*TASK PROMPT*:
From the line that contains "Look at the photo above. For each instance of the pink" down to the last line of the data below, restate every line word for word, skipping any images.

*GIVEN DATA*:
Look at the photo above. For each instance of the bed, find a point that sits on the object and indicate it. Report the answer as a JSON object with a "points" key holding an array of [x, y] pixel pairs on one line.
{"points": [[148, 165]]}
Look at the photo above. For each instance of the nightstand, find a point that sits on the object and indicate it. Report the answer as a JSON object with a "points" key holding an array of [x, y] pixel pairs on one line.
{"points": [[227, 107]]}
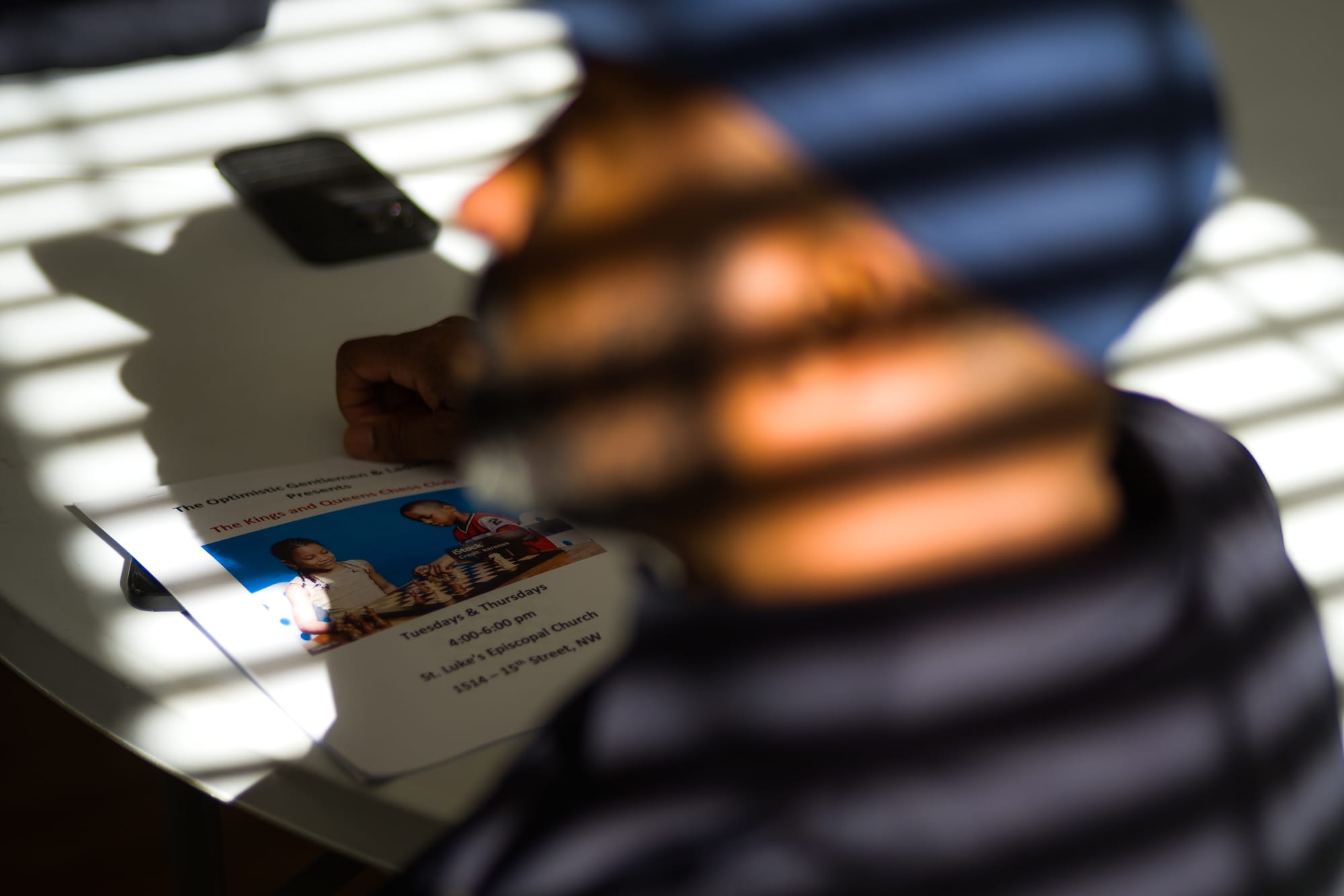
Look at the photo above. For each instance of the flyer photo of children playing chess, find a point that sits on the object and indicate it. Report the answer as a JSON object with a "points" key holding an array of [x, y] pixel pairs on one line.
{"points": [[351, 573]]}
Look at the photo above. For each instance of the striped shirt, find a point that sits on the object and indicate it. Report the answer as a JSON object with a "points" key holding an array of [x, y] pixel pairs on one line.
{"points": [[1155, 718]]}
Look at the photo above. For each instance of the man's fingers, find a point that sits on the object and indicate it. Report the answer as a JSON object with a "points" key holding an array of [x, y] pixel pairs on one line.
{"points": [[429, 367], [407, 437]]}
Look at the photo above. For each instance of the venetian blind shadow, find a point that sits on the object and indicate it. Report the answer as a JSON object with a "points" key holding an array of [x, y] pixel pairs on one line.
{"points": [[240, 363]]}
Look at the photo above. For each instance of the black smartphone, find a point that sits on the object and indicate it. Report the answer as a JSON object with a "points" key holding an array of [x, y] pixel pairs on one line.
{"points": [[326, 201], [143, 592]]}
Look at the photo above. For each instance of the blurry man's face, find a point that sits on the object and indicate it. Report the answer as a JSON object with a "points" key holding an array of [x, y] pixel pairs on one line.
{"points": [[433, 514], [694, 334]]}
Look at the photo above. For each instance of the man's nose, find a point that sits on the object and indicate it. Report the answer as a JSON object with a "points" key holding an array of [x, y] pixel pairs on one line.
{"points": [[505, 208]]}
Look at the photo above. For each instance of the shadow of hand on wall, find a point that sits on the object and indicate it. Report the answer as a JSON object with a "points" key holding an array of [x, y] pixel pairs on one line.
{"points": [[239, 369]]}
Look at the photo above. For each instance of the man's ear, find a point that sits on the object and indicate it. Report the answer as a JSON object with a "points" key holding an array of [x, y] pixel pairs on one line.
{"points": [[861, 260]]}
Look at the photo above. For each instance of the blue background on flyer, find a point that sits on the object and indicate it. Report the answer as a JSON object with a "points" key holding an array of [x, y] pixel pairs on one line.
{"points": [[376, 533]]}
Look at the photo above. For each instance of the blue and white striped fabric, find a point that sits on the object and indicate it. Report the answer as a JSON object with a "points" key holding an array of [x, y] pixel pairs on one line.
{"points": [[1155, 718], [1054, 155]]}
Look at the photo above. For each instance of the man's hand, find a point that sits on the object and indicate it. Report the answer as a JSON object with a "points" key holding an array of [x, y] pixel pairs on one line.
{"points": [[404, 397]]}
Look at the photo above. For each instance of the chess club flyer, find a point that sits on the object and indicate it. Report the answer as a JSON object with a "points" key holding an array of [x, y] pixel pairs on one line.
{"points": [[397, 619]]}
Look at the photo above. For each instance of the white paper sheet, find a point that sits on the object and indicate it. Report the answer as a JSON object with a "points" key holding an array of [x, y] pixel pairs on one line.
{"points": [[415, 682]]}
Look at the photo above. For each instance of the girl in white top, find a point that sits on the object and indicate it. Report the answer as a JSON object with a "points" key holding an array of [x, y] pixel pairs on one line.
{"points": [[327, 589]]}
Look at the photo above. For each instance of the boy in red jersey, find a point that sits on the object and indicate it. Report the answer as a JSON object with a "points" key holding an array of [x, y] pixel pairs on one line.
{"points": [[472, 529]]}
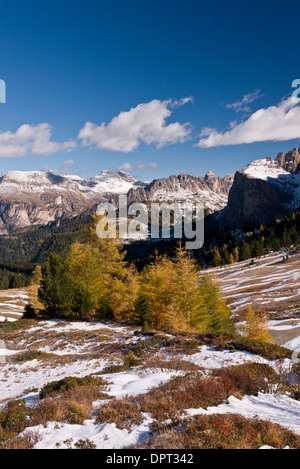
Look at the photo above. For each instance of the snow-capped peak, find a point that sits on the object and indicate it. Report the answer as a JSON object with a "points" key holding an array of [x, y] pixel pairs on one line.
{"points": [[264, 169]]}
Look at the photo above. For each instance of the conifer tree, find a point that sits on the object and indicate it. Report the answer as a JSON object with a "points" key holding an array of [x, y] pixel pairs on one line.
{"points": [[256, 326]]}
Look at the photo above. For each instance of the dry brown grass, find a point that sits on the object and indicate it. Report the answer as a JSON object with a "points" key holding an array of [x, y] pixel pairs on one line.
{"points": [[222, 432]]}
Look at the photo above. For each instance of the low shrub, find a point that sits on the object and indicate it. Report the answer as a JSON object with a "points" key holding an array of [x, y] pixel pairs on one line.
{"points": [[228, 431], [263, 349], [64, 385]]}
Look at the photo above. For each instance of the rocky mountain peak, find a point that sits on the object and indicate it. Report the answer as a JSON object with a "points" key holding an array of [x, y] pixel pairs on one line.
{"points": [[290, 161]]}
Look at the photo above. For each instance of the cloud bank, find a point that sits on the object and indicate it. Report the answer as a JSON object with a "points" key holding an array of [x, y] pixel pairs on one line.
{"points": [[275, 123], [145, 123], [243, 104]]}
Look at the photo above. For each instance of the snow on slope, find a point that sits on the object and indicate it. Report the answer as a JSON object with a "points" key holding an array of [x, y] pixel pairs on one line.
{"points": [[83, 339], [269, 170], [38, 181]]}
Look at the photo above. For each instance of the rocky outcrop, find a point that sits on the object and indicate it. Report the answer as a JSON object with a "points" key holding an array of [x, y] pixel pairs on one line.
{"points": [[261, 192], [290, 161], [210, 190], [34, 198]]}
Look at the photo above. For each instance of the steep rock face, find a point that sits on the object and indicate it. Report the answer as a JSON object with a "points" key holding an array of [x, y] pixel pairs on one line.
{"points": [[290, 161], [35, 198], [261, 192], [211, 190]]}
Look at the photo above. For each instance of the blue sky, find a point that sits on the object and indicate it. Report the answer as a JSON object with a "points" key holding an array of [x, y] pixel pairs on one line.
{"points": [[183, 73]]}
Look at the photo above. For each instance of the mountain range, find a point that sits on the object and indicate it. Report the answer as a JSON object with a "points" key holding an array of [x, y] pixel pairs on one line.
{"points": [[263, 190]]}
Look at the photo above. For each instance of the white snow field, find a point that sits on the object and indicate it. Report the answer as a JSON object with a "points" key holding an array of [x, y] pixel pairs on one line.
{"points": [[78, 349], [270, 284]]}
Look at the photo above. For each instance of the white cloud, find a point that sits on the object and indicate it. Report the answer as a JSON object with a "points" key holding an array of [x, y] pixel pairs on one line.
{"points": [[242, 104], [66, 163], [128, 167], [30, 139], [275, 123], [145, 123]]}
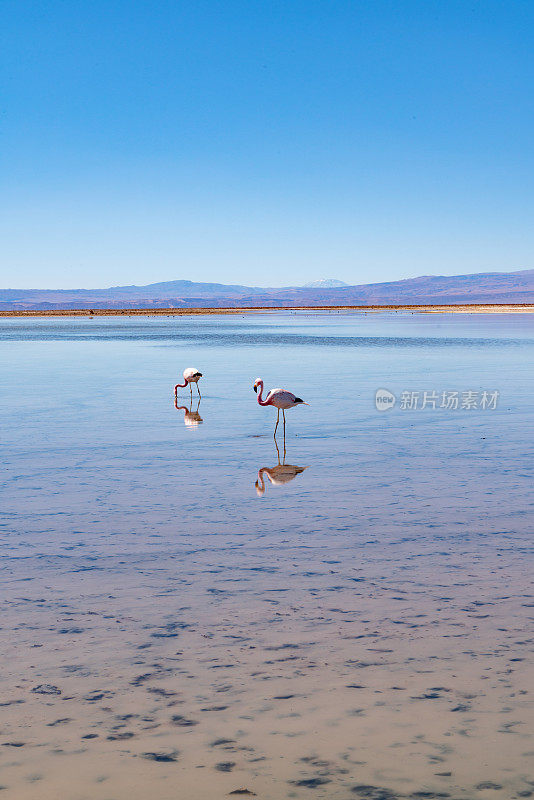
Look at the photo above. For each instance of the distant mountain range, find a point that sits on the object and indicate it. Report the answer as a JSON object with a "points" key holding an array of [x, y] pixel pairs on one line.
{"points": [[484, 287], [325, 283]]}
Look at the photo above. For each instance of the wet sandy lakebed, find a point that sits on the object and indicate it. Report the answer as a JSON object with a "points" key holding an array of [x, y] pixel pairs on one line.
{"points": [[362, 629]]}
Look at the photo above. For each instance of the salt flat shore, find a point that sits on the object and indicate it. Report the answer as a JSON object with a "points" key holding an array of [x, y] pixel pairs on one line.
{"points": [[465, 308]]}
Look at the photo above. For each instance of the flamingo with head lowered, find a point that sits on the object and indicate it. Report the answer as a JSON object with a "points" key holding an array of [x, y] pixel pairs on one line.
{"points": [[280, 399], [191, 375]]}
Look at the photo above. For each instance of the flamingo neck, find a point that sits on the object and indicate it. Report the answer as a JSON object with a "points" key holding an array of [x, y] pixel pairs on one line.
{"points": [[261, 401]]}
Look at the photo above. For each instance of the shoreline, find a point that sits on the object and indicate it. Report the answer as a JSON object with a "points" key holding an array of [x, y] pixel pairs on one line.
{"points": [[434, 308]]}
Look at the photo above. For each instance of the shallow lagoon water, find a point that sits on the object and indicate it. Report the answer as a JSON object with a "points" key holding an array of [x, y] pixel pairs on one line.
{"points": [[362, 628]]}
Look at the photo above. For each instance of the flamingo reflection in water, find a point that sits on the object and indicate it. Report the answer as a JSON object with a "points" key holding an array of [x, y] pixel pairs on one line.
{"points": [[279, 475], [191, 418]]}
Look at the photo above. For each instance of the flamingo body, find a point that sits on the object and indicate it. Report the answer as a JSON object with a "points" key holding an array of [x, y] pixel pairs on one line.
{"points": [[191, 375], [279, 398]]}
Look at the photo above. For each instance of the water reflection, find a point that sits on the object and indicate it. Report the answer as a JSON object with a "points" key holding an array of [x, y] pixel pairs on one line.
{"points": [[191, 418], [278, 475]]}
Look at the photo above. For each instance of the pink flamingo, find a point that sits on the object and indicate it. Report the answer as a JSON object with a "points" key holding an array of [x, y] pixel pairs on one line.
{"points": [[191, 375], [280, 399]]}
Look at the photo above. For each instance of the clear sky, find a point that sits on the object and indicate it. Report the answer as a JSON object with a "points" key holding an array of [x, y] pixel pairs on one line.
{"points": [[264, 142]]}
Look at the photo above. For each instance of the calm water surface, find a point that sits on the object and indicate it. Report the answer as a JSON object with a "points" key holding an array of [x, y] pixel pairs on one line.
{"points": [[189, 613]]}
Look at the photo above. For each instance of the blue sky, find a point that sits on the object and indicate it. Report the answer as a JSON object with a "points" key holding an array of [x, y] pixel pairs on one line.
{"points": [[265, 143]]}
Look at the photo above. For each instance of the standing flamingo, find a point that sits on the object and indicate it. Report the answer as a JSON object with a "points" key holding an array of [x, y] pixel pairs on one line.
{"points": [[191, 375], [280, 399]]}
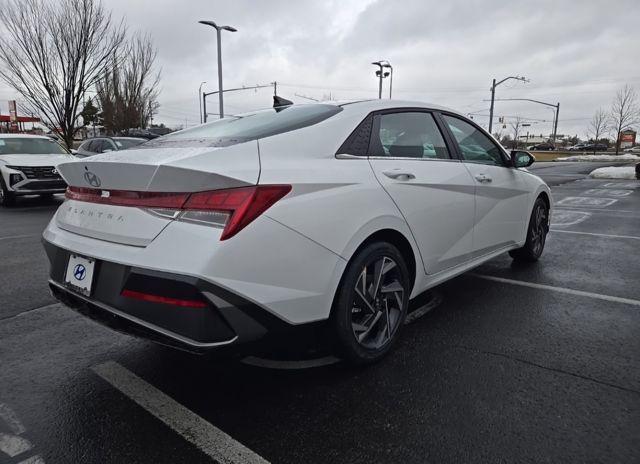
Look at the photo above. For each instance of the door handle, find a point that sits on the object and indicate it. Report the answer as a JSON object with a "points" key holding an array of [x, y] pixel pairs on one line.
{"points": [[483, 178], [399, 175]]}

*SOLUTION BELOW*:
Look at the photo above. For each instance of the pink flamingo, find a point that sits on the object and indicate it. Report the answer as a JSON object with a "points" key holding an array of [x, y] pixel pairs on one line.
{"points": [[191, 375], [280, 399]]}
Look at the photo above. For each instance of the clear sky, find a point that sits on the object and indicate it. Report the answer as a JSON object with a "points" key holding an array of [x, y] pixel pairs on one line.
{"points": [[264, 142]]}
Look at the photo above. For each instance of the calm water surface, find a point that sits on the object and indicate it. Report the answer as a JSON object with a "points" key holding an array of [x, y] pixel pairs on one line.
{"points": [[189, 613]]}
Look at the photo above. For each instance of the blue sky, find a point that sits on the object and indicate it. Report the answer as a JSON object with a "points" key holding an array of [x, y] pixel pairs on one line.
{"points": [[265, 143]]}
Look at the photo above. For each instance of the standing flamingo, find a point that sits on the object and indicate it. Report the answer as a JSON object with a "points" key holding an array of [x, y] pixel pairs on one line.
{"points": [[191, 375], [280, 399]]}
Look at the photo above. For each instance of the door handle, find a point that sits on the object and indicate it. Report the answer as a JSON object with a "points" key holding an array of [x, y] pixel pairs on one line.
{"points": [[483, 178], [399, 175]]}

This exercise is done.